--- start of Input rows ---
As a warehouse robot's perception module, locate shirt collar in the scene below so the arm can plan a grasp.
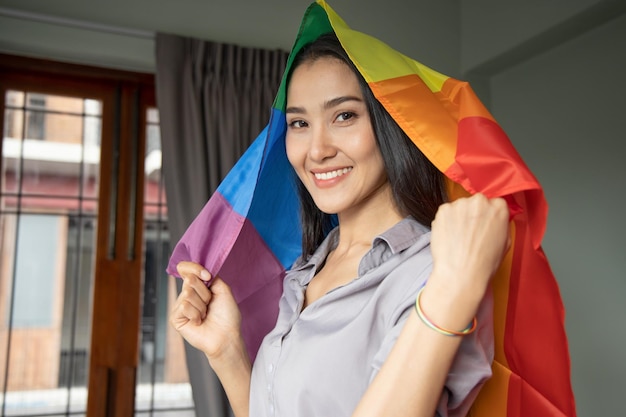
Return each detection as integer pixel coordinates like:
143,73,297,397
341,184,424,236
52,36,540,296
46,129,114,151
292,216,429,284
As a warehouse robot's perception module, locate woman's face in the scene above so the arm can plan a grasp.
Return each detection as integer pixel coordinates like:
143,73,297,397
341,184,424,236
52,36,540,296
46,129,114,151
286,57,390,214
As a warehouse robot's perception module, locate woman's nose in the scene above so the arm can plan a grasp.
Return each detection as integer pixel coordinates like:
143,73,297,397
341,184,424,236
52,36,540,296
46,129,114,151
--- end of Input rows ---
Stated problem:
Write out all the items above again, changing "perception module" to "vision system" everywhere and keeping everything else the same. Leave the pictures out.

Answer:
As a warehouse robot's vision system, locate shirt collar in the scene below so the arm can plan a grasp.
Return each detection as integer pixel coordinates like:
143,73,297,397
341,184,424,236
52,36,540,296
46,129,114,151
292,216,429,284
As a warehouse robot's vision system, locate woman's face in the scene above so the arm can plan a grasp.
Return each detection as integer pixel coordinates like:
143,73,297,397
341,184,424,236
52,36,540,296
46,129,114,151
286,57,390,214
As a warehouse robot's vision system, locate woman's nose in the scene above so the arm can plan a grasp.
Return each detection as integer pixel coordinates like:
143,73,297,397
341,184,424,236
52,36,540,296
46,129,114,151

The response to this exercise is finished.